PROBLEM STATEMENT:
Return each line in the entries below that contains the string "face". Case must match.

Entries of extracted data:

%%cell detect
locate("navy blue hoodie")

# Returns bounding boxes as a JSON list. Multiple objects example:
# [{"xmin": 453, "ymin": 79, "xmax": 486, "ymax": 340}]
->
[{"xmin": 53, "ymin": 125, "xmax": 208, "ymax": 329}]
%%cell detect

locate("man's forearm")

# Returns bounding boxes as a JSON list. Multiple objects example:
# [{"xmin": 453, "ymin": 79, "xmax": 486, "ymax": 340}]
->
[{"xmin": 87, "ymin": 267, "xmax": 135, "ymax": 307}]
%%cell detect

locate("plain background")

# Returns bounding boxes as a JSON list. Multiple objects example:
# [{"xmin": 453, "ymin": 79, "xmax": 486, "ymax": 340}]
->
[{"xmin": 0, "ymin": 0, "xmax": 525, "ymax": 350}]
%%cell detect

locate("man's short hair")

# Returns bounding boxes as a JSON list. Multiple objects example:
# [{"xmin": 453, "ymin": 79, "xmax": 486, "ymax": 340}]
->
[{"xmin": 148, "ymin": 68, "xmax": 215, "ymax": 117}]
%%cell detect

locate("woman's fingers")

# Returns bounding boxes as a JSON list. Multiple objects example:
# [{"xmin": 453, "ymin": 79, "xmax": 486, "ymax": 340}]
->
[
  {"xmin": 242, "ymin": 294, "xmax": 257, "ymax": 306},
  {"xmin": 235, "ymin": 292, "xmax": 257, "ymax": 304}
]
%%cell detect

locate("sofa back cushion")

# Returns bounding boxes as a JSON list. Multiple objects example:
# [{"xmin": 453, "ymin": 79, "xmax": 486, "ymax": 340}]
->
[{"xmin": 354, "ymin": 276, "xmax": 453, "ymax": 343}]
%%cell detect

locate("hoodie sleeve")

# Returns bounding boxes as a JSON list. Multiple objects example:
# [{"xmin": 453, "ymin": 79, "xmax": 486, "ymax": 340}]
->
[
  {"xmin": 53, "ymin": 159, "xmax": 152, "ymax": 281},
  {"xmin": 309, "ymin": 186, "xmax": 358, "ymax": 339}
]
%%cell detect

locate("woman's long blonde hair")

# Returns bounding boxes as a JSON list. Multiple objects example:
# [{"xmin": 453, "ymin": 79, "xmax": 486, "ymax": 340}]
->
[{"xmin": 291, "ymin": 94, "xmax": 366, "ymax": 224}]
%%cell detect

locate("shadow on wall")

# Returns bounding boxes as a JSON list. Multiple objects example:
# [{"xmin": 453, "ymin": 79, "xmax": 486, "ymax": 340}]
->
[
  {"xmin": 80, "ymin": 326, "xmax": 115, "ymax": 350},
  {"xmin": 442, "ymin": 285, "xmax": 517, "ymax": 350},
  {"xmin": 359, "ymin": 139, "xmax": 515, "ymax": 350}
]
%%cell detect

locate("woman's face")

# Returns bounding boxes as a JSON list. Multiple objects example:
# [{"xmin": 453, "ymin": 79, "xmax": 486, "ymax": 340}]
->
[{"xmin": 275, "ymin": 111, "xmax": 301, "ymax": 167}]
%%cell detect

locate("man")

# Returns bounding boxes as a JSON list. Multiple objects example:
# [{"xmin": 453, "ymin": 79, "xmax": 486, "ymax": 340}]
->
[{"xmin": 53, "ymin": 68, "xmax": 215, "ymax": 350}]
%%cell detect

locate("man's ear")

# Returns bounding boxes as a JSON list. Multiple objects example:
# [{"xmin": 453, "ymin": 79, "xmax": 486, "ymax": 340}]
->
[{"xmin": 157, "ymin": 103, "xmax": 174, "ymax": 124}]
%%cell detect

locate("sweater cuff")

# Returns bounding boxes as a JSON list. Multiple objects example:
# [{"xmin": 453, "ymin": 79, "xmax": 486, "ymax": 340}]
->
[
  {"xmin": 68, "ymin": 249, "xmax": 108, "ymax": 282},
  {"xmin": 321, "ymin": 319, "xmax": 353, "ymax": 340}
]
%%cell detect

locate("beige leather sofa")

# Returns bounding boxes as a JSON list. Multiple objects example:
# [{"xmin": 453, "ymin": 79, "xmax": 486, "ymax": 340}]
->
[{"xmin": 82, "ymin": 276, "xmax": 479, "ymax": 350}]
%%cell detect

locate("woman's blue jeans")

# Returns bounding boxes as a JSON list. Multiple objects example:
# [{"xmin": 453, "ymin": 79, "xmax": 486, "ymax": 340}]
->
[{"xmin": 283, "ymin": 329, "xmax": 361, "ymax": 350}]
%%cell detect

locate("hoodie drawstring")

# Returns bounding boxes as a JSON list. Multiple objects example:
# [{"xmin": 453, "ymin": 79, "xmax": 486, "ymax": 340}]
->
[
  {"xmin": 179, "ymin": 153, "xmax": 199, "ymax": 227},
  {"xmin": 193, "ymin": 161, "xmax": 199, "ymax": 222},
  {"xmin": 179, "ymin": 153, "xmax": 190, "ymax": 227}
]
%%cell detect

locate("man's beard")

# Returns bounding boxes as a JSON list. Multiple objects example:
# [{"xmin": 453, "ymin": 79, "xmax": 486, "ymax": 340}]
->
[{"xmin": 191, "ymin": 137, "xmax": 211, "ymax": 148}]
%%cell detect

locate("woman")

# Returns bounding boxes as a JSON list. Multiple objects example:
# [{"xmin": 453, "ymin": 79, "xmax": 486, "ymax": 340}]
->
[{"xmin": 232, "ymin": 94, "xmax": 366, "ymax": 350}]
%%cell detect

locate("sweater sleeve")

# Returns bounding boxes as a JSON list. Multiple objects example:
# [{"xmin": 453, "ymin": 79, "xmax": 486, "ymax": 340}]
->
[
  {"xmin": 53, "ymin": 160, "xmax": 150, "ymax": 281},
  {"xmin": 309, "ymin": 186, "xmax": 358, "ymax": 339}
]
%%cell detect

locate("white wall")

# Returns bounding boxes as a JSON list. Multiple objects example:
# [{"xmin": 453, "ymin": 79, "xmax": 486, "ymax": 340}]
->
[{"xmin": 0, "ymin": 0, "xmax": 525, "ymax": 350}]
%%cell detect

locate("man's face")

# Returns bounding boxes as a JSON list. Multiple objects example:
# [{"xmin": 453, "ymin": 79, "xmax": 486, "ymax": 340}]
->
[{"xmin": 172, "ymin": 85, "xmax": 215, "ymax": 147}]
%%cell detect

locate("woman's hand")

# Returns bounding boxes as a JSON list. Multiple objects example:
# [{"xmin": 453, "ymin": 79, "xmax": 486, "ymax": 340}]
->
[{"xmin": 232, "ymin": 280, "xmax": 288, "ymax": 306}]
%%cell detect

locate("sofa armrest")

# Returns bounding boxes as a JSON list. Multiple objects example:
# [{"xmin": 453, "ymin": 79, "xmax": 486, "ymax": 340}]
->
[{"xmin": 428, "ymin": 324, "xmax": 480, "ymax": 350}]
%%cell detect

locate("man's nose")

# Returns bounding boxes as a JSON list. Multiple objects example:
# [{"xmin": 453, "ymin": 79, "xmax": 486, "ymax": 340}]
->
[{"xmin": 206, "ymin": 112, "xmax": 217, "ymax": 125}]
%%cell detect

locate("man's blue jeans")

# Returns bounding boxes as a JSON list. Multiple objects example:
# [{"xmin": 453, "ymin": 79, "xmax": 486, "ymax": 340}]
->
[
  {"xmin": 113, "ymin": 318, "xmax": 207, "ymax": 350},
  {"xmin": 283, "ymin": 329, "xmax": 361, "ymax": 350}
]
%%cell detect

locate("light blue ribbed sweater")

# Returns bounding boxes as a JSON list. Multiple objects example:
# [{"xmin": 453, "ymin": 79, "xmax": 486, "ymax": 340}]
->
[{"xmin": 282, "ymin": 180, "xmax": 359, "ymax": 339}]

EXERCISE RESPONSE:
locate("woman's face")
locate("man's face")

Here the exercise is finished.